Cash crunch risks grounding UN air ops in Sudan

This file photo taken on August 15, 2017 shows United Nations High Commissioner for Refugees Filippo Grandi (L) debarking a UN humanitarian air service (UNHAS) plane following his arrival at the Al-Nimir camp in the Sudanese state of East Darfur. AFP PHOTO

UN humanitarian air operations in Sudan face being grounded because of an acute cash crunch, aid officials say, affecting the delivery of relief to thousands of people in conflict areas.

The United Nations Humanitarian Air Service (UNHAS) has funding that will barely keep it flying until the end of November, raising the possibility that operations may have to cease from December.

UNHAS has two fixed wing aircraft and three helicopters, but has already stopped flying to five out of 41 locations in the African country.

"We are currently funded until end of November and we require one million dollars more to continue operations until the end of the year," Bianka Zyra, Sudan spokeswoman for the World Food Programme which manages UNHAS, told AFP. 

"If we don't receive that one million dollars then operations will cease."

Aid workers say UNHAS is a vital service for delivering humanitarian supplies, especially medicines, in Sudan's conflict-wracked regions such as Darfur, Blue Nile and South Kordofan.

The UN helicopters can access deep field locations that are extremely difficult to access by road.

"Although primarily a passenger service for aid workers, UNHAS delivers perishable vaccines which by road either take too long or due to bumpiness would shatter," Zyra said.

UNHAS also ferries international delegations, foreign diplomats and Sudanese officials to war-wracked areas to assess relief work.

- 'Full funding' needed -

The current financial situation is critical for UNHAS as it now has to raise funds almost on a weekly basis.

"We are getting $500,000 from here or $250,000 from there," Zyra said when the service needs about $1.4 million a month.

"What UNHAS really needs is full funding, not only to the end of the year but extra money in terms of being able to plan strategically to be able to meet rising needs."

Those needs are increasing in part because the Sudanese authorities are offering relief workers more access to several previously no-go areas after Washington made it a condition that Khartoum must meet for a permanent lifting of decades-old US sanctions against Sudan.

On October 12, US President Donald Trump is to decide whether to permanently lift the sanctions imposed in 1997 over Khartoum's alleged support for Islamist militant groups.

UN officials say there would be huge delay in delivering aid to tens of thousands of people if UNHAS stops flying.

"In a country like Sudan this would imply huge delays due to the distance and poor condition of the roads, as well as potential inaccessibility in certain parts of the country where insecurity is still high," the top UN aid official in Sudan, Marta Ruedas, said, citing carjackings in the past.

[Region pointing data]

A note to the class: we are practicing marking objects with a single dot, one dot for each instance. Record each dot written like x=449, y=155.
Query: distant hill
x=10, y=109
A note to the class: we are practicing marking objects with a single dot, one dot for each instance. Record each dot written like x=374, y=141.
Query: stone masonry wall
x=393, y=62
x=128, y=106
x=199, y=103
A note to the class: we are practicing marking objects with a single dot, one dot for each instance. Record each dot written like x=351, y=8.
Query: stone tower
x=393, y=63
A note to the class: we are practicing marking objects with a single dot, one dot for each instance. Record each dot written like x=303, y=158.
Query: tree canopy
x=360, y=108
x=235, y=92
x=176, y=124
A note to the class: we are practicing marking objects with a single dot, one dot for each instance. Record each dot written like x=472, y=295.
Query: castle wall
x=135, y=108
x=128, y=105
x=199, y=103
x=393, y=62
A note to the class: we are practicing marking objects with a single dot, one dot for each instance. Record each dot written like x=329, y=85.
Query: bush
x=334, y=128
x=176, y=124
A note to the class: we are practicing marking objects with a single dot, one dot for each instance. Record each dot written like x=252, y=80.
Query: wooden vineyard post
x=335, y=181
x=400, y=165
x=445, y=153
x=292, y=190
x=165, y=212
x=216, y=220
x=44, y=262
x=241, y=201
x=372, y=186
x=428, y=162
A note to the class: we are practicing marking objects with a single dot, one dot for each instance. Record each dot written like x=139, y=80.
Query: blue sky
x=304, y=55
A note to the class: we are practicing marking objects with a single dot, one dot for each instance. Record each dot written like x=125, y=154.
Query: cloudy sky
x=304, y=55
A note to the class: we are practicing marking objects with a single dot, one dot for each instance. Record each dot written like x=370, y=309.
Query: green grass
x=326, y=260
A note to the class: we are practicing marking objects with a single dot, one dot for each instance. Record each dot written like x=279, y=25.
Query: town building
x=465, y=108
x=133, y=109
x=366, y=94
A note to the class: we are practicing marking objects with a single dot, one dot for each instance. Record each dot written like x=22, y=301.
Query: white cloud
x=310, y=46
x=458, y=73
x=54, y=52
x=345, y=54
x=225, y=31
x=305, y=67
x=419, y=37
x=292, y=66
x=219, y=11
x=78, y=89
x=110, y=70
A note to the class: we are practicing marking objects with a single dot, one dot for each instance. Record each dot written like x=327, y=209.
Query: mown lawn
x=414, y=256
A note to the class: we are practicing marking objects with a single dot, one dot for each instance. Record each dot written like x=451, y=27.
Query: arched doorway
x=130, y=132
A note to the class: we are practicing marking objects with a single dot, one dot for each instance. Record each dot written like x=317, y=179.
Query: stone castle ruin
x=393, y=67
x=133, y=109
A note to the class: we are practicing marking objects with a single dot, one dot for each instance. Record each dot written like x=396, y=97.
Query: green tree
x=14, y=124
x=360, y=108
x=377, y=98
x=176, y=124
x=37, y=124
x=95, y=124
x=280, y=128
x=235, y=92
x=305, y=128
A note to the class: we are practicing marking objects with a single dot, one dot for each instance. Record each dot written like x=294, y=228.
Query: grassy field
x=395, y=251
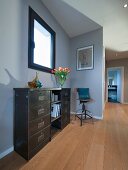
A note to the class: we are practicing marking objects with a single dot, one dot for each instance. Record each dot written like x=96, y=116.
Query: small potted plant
x=61, y=75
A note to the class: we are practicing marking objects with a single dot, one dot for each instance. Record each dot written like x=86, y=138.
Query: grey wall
x=89, y=78
x=14, y=70
x=121, y=63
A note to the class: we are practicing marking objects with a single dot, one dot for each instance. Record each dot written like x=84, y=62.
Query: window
x=41, y=51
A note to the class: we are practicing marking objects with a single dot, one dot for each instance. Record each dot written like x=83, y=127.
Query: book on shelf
x=54, y=97
x=55, y=111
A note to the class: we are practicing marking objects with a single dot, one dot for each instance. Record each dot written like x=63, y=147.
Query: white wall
x=89, y=78
x=119, y=85
x=14, y=70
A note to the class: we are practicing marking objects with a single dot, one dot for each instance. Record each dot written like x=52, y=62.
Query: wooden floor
x=102, y=145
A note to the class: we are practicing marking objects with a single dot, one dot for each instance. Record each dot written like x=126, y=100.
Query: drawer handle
x=41, y=124
x=40, y=111
x=41, y=137
x=41, y=98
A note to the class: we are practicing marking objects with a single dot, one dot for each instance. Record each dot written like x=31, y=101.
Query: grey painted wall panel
x=14, y=70
x=89, y=78
x=121, y=63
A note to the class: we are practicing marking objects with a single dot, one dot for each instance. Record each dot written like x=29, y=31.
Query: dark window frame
x=34, y=16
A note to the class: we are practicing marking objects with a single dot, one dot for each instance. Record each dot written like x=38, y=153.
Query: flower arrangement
x=61, y=74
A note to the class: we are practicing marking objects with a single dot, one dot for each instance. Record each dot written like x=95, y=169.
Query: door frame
x=122, y=82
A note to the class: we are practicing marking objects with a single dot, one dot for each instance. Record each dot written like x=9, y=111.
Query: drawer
x=38, y=138
x=39, y=111
x=38, y=124
x=38, y=97
x=65, y=94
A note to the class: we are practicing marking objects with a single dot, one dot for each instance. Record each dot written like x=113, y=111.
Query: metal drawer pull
x=41, y=124
x=41, y=98
x=66, y=94
x=41, y=137
x=40, y=111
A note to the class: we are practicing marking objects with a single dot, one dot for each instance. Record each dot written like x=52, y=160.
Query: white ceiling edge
x=71, y=20
x=111, y=15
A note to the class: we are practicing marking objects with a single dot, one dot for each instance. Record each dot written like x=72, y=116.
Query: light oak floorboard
x=97, y=145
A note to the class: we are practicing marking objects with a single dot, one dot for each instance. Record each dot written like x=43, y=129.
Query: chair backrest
x=83, y=93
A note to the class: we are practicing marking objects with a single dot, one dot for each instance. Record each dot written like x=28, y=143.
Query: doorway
x=115, y=84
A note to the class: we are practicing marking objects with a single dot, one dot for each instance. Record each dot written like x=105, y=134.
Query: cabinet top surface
x=34, y=89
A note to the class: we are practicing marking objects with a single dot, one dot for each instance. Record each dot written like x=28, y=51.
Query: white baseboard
x=96, y=117
x=72, y=113
x=6, y=152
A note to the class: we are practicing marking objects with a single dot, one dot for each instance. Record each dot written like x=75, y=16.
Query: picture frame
x=85, y=59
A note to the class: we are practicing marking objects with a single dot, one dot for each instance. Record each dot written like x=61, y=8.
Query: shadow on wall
x=6, y=112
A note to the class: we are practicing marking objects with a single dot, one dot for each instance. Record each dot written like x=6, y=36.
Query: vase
x=60, y=80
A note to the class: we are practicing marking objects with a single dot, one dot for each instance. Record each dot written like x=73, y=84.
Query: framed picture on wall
x=85, y=58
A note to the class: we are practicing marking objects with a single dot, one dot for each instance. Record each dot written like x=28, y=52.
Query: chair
x=84, y=97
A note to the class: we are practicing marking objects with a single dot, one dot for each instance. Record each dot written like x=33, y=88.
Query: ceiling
x=81, y=16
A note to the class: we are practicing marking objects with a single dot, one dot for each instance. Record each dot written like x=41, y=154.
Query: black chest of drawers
x=32, y=118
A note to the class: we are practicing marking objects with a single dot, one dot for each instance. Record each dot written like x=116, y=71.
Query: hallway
x=102, y=145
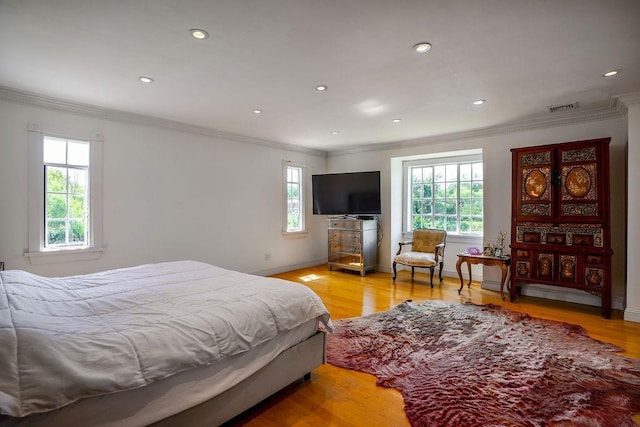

> _Directions_:
1. Shorten the paragraph of the Sudan air service article that begins "Those needs are increasing in part because," keeping its main facts.
2. Echo the part of the Sudan air service article that opens with the words containing "UNHAS has two" and closes with "UNHAS, told AFP.".
3. List every person named in the Sudan air service article.
This material is separate from the Sudan air service article.

> _Exercise responses_:
1. Needs are rising partly because Sudanese authorities are giving relief workers more access to several areas that used to be off-limits. Washington made this a condition Khartoum must meet before decades-old US sanctions against Sudan are permanently lifted.

2.
UNHAS has two fixed wing aircraft and three helicopters, but has already stopped flying to five out of 41 locations in the African country.

"We are currently funded until end of November and we require one million dollars more to continue operations until the end of the year," Bianka Zyra, Sudan spokeswoman for the World Food Programme which manages UNHAS, told AFP.

3.
- Filippo Grandi
- Bianka Zyra
- Donald Trump
- Marta Ruedas